TEXTABSCHNITT:
--------------------------------------------------
Das alles hat wenig mit Meinungsfreiheit zu tun. Hier werden zentrale
Errungenschaften unserer gesamten Gesellschaft attackiert. Wenn diese
Grenzen aufweichen, herrschen bald Mord und Totschlag. Das gilt
übrigens auch für die Islamisten, die ihrerseits versuchen, jede
Kritik an ihrer Religion zu unterbinden, indem sie die Kritiker
bedrohen. Angela Merkel ist dem mit der Ehrung für den dänischen
Mohammed-Karikaturisten Westergaard mutig entgegengetreten.
Sarrazin, Steinbach und Jones sind Teil einer konservativen
Gegenbewegung, die sich über die „politische Korrektheit“ als Ganzes
mokiert und so das begriffliche Bollwerk der 68er-Bewegung – in den
USA der Bürgerrechtsbewegung – sturmreif schießen will. Mit einigem
Erfolg. In Deutschland ist es immerhin schon gelungen, das Wort
„multikulturell“ als Schimpfwort zu etablieren, obwohl kulturelle
Vielfalt doch etwas Schönes ist. Die Resonanz, die die Provokateure
finden, ist freilich eine Folge der Tatsache, dass es das linke Lager
übertrieben hat. Man besetzte Begriffe, aber nicht die Herzen.
--------------------------------------------------
BEREITGESTELLTE ANGABEN:
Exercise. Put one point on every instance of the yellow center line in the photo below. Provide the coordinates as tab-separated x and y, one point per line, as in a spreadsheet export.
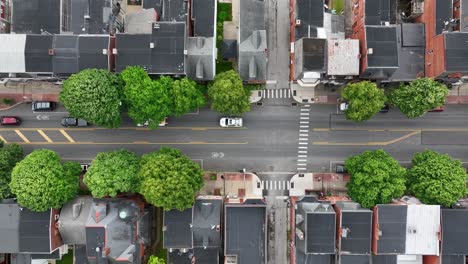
--------------------------------------------------
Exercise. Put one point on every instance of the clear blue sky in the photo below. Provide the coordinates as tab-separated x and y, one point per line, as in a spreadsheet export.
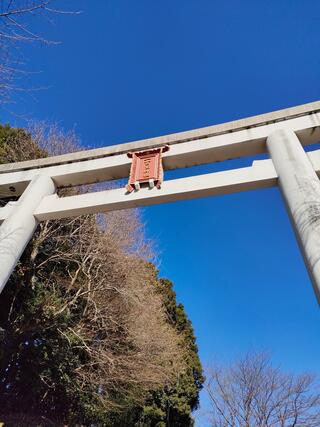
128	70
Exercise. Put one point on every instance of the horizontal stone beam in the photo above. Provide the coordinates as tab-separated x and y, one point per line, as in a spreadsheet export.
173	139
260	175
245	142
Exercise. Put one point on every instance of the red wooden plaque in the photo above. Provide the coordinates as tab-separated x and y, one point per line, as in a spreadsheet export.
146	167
--------------------------------------------------
AUFGABE: Schreibe den Textabschnitt ab den Worten „Das alles hat“ neu und höre nach „Westergaard mutig entgegengetreten.“ auf. Tausche dabei „Meinungsfreiheit“ gegen „Redefreiheit“ aus. Die Einträge sind eigenständiges Material und gehören nicht zum Textabschnitt.

LÖSUNG:
Das alles hat wenig mit Redefreiheit zu tun. Hier werden zentrale
Errungenschaften unserer gesamten Gesellschaft attackiert. Wenn diese
Grenzen aufweichen, herrschen bald Mord und Totschlag. Das gilt
übrigens auch für die Islamisten, die ihrerseits versuchen, jede
Kritik an ihrer Religion zu unterbinden, indem sie die Kritiker
bedrohen. Angela Merkel ist dem mit der Ehrung für den dänischen
Mohammed-Karikaturisten Westergaard mutig entgegengetreten.